■ TAREA ASIGNADA 1 ■
Reproduce sin cambios el tramo del artículo sobre la guerra en Ucrania que va desde "Antonio R. Rubio" hasta "las armas callen.".
■ TAREA ASIGNADA 2 ■
Sigue escribiendo el artículo sobre la guerra en Ucrania a partir de su última frase.

■ TEXTO SELECCIONADO ■

————

La niebla de la guerra

Antonio R. Rubio Plo

Tres meses de guerra en Ucrania y cunde la sensación de que las informaciones se evaporan, son difusas y van cayendo de los titulares destacados de los medios de comunicación. A esto se une otra percepción: la de que el conflicto se estanca. No hay batallas decisivas sino ataques puntuales y, de vez en cuando, declaraciones “incendiarias” de responsables políticos, que poco a poco, dejan de inquietar. La magia de las fechas se ha diluido, ya sea la Pascua ortodoxa o el aniversario de la “Gran Guerra Patriótica”. No hay que esperar ni cambios, ni decisiones importantes, en función de una fecha. En uno de los bandos apunta una moral de victoria, en el otro la mecánica determinación de seguir adelante con una “operación especial” que, en el peor de los casos, se saldará con más porciones de territorio conquistado, fatalmente inamovibles cuando las armas callen.

————

■ REGISTROS EXTRAÍDOS ■
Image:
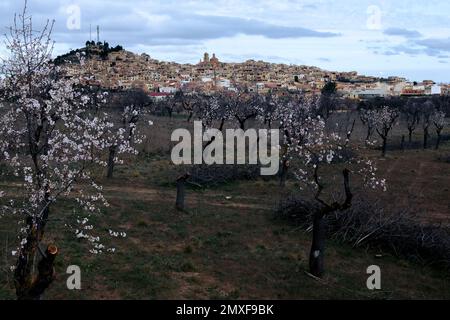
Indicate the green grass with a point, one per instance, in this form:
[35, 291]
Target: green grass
[230, 249]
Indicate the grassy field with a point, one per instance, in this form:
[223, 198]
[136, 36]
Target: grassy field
[228, 245]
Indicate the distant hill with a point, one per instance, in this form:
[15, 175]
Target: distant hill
[92, 49]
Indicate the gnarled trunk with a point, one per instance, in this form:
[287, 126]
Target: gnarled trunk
[425, 138]
[181, 192]
[28, 284]
[111, 161]
[316, 263]
[284, 173]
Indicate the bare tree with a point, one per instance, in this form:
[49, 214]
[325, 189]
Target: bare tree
[384, 119]
[438, 119]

————

■ RESPUESTA A LA TAREA 1 ■
Antonio R. Rubio Plo

Tres meses de guerra en Ucrania y cunde la sensación de que las informaciones se evaporan, son difusas y van cayendo de los titulares destacados de los medios de comunicación. A esto se une otra percepción: la de que el conflicto se estanca. No hay batallas decisivas sino ataques puntuales y, de vez en cuando, declaraciones “incendiarias” de responsables políticos, que poco a poco, dejan de inquietar. La magia de las fechas se ha diluido, ya sea la Pascua ortodoxa o el aniversario de la “Gran Guerra Patriótica”. No hay que esperar ni cambios, ni decisiones importantes, en función de una fecha. En uno de los bandos apunta una moral de victoria, en el otro la mecánica determinación de seguir adelante con una “operación especial” que, en el peor de los casos, se saldará con más porciones de territorio conquistado, fatalmente inamovibles cuando las armas callen.

■ RESPUESTA A LA TAREA 2 ■
Estamos en plena “niebla de la guerra”, una expresión que se atribuye a Karl von Clausewitz en su tratado De la guerra, aunque, en realidad, la popularizó entre los estudiosos el coronel británico Lonsdale August Hale en 1896, en una conferencia en que comentaba la obra del estratega prusiano. Lo que escribió Clausewitz lo encontramos en el capítulo 3 del libro I de su tratado:

“La guerra es el reino de la incertidumbre. Las tres cuartas partes de los factores en que se basan las acciones bélicas están envueltas en una niebla de mayor o menor incertidumbre. Se exige un juicio sensato y perspicaz, una inteligencia entrenada en desvelar la verdad”.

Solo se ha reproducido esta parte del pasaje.